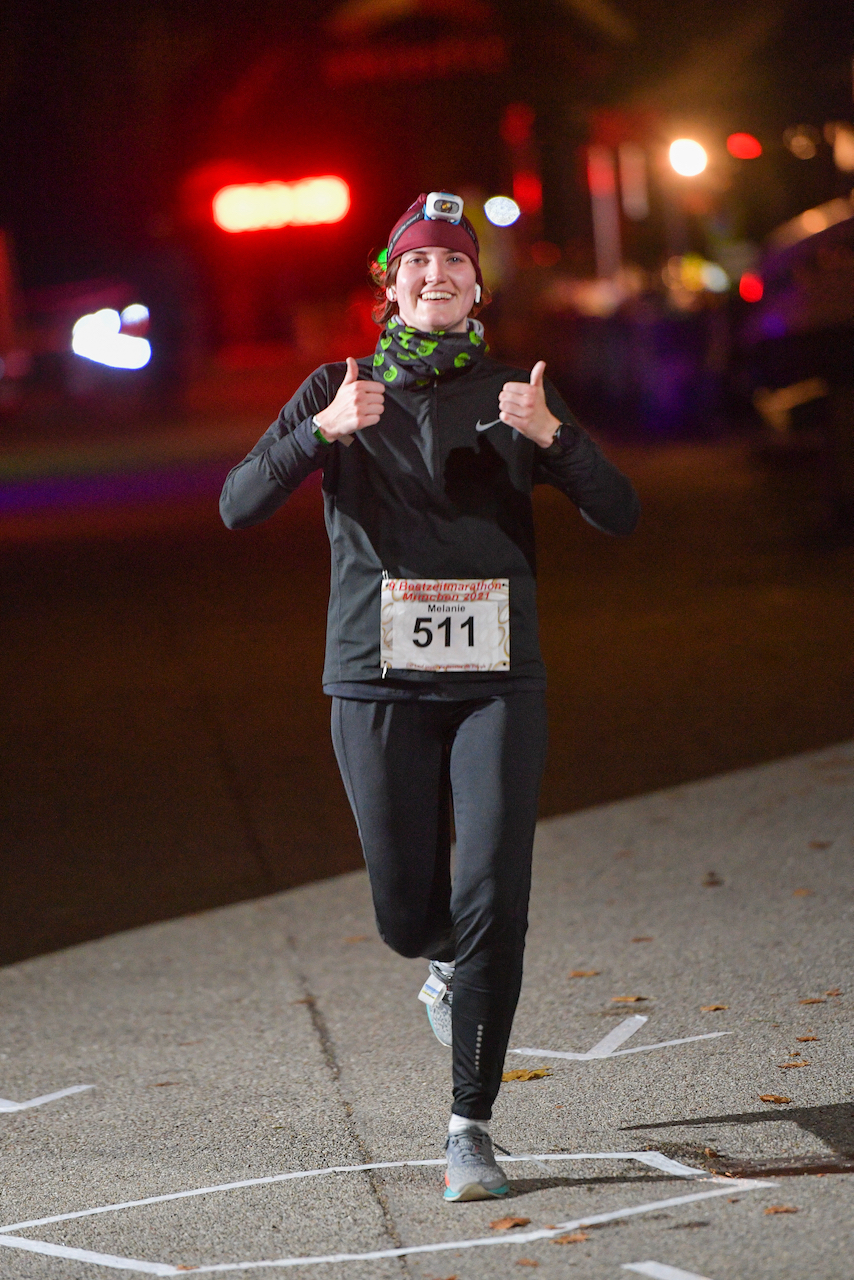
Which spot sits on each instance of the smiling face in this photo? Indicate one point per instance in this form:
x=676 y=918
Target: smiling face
x=434 y=288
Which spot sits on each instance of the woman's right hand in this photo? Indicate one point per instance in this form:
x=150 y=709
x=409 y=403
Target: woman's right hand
x=356 y=405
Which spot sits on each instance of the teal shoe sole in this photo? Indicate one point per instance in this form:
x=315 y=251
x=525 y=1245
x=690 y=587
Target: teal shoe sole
x=474 y=1191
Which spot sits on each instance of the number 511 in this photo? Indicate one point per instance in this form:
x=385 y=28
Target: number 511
x=423 y=631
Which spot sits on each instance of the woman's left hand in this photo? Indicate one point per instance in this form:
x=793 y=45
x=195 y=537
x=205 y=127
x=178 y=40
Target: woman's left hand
x=523 y=405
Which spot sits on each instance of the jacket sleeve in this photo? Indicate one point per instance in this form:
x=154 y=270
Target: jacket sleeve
x=283 y=457
x=575 y=465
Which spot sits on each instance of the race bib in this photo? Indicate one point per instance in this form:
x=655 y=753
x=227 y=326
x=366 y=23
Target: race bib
x=457 y=625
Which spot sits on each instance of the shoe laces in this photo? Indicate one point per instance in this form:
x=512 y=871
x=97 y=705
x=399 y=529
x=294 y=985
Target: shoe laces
x=474 y=1142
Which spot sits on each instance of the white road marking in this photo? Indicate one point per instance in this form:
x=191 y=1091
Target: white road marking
x=654 y=1159
x=103 y=1260
x=661 y=1271
x=608 y=1047
x=8 y=1105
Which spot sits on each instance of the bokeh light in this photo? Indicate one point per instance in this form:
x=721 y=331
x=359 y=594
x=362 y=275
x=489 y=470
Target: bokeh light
x=97 y=337
x=254 y=206
x=688 y=158
x=750 y=287
x=802 y=141
x=501 y=210
x=135 y=315
x=744 y=146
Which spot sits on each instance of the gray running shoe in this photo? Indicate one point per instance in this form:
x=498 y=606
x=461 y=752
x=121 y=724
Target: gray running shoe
x=473 y=1173
x=439 y=1009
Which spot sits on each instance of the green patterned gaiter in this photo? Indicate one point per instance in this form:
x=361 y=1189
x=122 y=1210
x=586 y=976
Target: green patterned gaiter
x=406 y=357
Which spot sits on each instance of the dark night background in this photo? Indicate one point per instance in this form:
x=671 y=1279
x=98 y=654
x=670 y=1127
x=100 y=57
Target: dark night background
x=165 y=735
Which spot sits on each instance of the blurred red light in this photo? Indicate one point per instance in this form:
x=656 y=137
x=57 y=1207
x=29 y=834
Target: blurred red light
x=750 y=287
x=744 y=146
x=266 y=205
x=528 y=191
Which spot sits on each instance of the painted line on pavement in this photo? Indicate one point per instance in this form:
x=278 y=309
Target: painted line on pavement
x=103 y=1260
x=653 y=1159
x=8 y=1105
x=377 y=1255
x=661 y=1271
x=610 y=1045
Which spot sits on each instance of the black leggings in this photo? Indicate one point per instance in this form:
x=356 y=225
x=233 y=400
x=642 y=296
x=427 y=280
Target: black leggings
x=401 y=763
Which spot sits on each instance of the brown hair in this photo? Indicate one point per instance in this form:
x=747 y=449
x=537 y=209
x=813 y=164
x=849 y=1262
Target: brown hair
x=383 y=309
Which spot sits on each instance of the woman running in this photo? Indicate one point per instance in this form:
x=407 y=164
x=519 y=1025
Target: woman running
x=429 y=452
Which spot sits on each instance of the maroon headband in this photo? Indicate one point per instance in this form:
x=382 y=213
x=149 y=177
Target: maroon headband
x=415 y=231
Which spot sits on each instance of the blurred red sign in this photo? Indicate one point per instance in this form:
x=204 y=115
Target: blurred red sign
x=439 y=59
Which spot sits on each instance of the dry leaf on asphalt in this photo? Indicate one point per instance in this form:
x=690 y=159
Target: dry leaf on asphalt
x=537 y=1073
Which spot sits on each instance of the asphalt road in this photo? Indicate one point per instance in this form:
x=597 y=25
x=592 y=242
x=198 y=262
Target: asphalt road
x=242 y=1064
x=167 y=739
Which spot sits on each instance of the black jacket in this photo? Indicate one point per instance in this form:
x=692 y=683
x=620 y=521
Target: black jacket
x=427 y=494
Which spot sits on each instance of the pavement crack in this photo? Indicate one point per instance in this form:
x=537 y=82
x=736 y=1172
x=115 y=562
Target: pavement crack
x=330 y=1057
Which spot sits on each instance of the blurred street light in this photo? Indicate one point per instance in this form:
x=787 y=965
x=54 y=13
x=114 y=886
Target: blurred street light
x=502 y=211
x=688 y=158
x=97 y=337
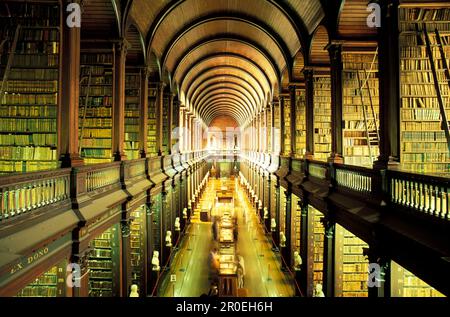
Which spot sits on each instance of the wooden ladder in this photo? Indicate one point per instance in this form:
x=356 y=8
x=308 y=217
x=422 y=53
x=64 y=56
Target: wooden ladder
x=444 y=120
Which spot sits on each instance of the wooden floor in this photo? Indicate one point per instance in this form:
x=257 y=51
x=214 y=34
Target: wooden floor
x=191 y=265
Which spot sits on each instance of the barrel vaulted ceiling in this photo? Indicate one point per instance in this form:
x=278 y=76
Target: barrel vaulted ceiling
x=227 y=57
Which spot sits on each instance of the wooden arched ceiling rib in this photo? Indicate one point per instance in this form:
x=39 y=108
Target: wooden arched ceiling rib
x=238 y=24
x=238 y=44
x=171 y=18
x=226 y=59
x=240 y=104
x=220 y=71
x=227 y=107
x=228 y=80
x=318 y=53
x=221 y=86
x=225 y=92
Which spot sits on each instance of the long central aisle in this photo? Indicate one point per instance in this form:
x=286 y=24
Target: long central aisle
x=191 y=264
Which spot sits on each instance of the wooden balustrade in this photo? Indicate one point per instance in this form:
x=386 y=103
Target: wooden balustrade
x=422 y=193
x=317 y=170
x=358 y=179
x=23 y=193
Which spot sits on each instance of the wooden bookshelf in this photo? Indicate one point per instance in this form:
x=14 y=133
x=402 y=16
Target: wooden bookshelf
x=423 y=143
x=406 y=284
x=165 y=126
x=132 y=113
x=296 y=224
x=95 y=120
x=29 y=100
x=351 y=265
x=300 y=121
x=104 y=264
x=360 y=108
x=137 y=247
x=287 y=126
x=152 y=147
x=49 y=284
x=322 y=117
x=316 y=236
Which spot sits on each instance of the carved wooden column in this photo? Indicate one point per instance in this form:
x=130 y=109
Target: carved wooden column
x=388 y=65
x=170 y=123
x=143 y=123
x=159 y=118
x=292 y=118
x=68 y=137
x=335 y=51
x=118 y=111
x=329 y=257
x=282 y=127
x=309 y=90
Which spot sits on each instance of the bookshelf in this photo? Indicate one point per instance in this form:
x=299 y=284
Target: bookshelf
x=152 y=145
x=423 y=143
x=351 y=265
x=406 y=284
x=278 y=138
x=49 y=284
x=317 y=236
x=29 y=100
x=296 y=224
x=322 y=117
x=165 y=125
x=300 y=121
x=156 y=229
x=103 y=264
x=95 y=113
x=360 y=108
x=287 y=126
x=132 y=113
x=282 y=220
x=137 y=247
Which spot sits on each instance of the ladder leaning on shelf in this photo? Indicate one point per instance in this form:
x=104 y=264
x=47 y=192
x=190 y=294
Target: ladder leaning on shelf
x=86 y=104
x=444 y=119
x=370 y=123
x=10 y=60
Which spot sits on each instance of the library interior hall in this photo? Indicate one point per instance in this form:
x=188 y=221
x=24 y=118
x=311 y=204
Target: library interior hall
x=223 y=148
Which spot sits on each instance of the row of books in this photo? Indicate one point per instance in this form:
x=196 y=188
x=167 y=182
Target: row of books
x=424 y=147
x=24 y=125
x=28 y=111
x=28 y=139
x=421 y=77
x=96 y=133
x=96 y=152
x=419 y=136
x=24 y=87
x=97 y=91
x=92 y=58
x=28 y=99
x=426 y=157
x=26 y=166
x=25 y=60
x=96 y=122
x=421 y=114
x=28 y=153
x=422 y=126
x=33 y=74
x=100 y=143
x=423 y=89
x=105 y=73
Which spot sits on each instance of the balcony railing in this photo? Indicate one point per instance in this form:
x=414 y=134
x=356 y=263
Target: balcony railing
x=425 y=194
x=27 y=192
x=23 y=193
x=421 y=194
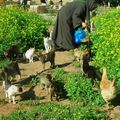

**Problem statement:**
Leave out the pictures. Transcribe only the lines above, from the first through the one that contains "Which spot sits on each instance of the teal".

**Result of this task:**
Which spot sits on each instance of the smiling face in this photo? Indicate one point per instance in this form:
x=676 y=918
Target: smiling face
x=434 y=288
Which spot sits on each instance of the woman's right hand in this photo? Indicate one point per instance in this form:
x=150 y=709
x=409 y=403
Target: woman's right hand
x=356 y=405
Which spot sits on each instance of the teal shoe sole in this photo? Indicate one point per instance in this form:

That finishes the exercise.